Nicolas Sarkozy s'était lui-même trouvé dans cette position délicate en 2012. Face à lui, "François Hollande était plus libre, il n'avait pas la charge des années de responsabilité au pouvoir", commente Franck Louvrier, conseiller en communication à l'époque de l'ex-président. Lors du débat de l'entre-deux-tours, Nicolas Sarkozy était ainsi resté scotché face aux "Moi président" de son adversaire socialiste. "Il n'avait pas fait de débat depuis cinq ans, ajoute Franck Louvrier. Comme le président de la République aujourd'hui..."
"Sur ce point-là, il est vrai que Marine Le Pen a un avantage, car l'entraînement, ça joue…"
Franck Louvrier, ancien conseiller de Nicolas Sarkozyà franceinfo
En 2017, Marine Le Pen a d'ailleurs tenté d'attaquer Emmanuel Macron sur son bilan de ministre de François Hollande, "mais ce n'était pas le bon angle, car personne ne connaissait Macron à l'époque", reconnaît un cadre du RN. "Cette fois, Emmanuel Macron a un bilan et il existe un vrai fond anti-Macron, analyse Arnaud Mercier. Si Marine Le Pen parvient à pointer les aspects négatifs du bilan et qu'elle arrive à se crédibiliser, alors on ne peut pas exclure que sa performance lui permette de mobiliser un électorat, notamment à gauche, qui déteste Macron."
"La confirmation d'une dynamique"
Marine Le Pen a désormais plus de cordes à son arc. "Elle va l'attaquer sur les erreurs de com', les petites phrases blessantes, l'immigration, la sécurité, l'affaire McKinsey…" anticipe Jean Garrigues. Car le débat est aussi l'occasion d'exploiter les failles de son concurrent. Franck Louvrier se souvient bien de la préparation de Nicolas Sarkozy avant son face-à-face avec Ségolène Royal, en 2007. "L'enjeu était compliqué, puisqu'on avait pour la première fois un homme face à une femme", raconte-t-il.
"On avait considéré qu'il fallait travailler sur le fond, aller sur la décrédibilisation de l'adversaire. Mais on avait pris soin de ne pas attaquer la personne."
Franck Louvrierà franceinfo
Ségolène Royal s'était quant à elle montrée offensive, "car elle était en retard dans les sondages", analyse Jean Garrigues. Selon l'historien, "le débat de l'entre-deux-tours, bien qu'incontournable, n'a jamais été décisif. Il est toujours la confirmation d'une dynamique de campagne." Il estime qu'il s'agit généralement du reflet de la situation politique du moment. "C'est toujours celui qui est en position de favori qui remporte le débat. Sauf peut-être en 1995, où Chirac et Jospin se sont neutralisés."

Données fournies –
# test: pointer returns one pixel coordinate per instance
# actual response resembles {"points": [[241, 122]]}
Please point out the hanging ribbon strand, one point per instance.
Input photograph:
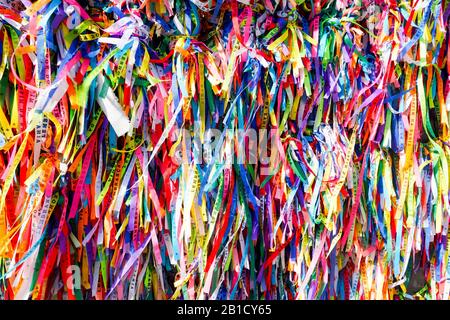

Travail à faire –
1: D'après l'extrait sur les débats de l'entre-deux-tours, pourquoi Ségolène Royal s'était-elle montrée offensive ? Répondez en une à trois phrases.
2: Reprenez, s'il vous plaît, l'extrait sur les débats de l'entre-deux-tours à partir de sa dernière phrase et poursuivez-le.
Ce matériel n'a aucun lien avec l'extrait.

Résultats par tâche –
1: Selon Jean Garrigues, Ségolène Royal s'était montrée offensive parce qu'elle était en retard dans les sondages.

2:
"Les mains dans les poches"
"Il y a plus à perdre qu'à gagner dans un débat. Je ne pense pas qu'on puisse faire déplacer beaucoup de voix, mais on peut abîmer son image, analyse Franck Louvrier. Les convaincus sont rassurés et les adversaires sont confirmés. Bref, les choses se gélifient. Le débat ne fera pas basculer l'élection, sauf s'il y a une faute de carre de l'un des deux." Justement, au Rassemblement national, le traumatisme du débat raté en 2017 est encore dans toutes les têtes. Marine Le Pen l'admet. "Le débat a été un échec dont j'ai payé un prix très lourd", confiait-elle à franceinfo en mars.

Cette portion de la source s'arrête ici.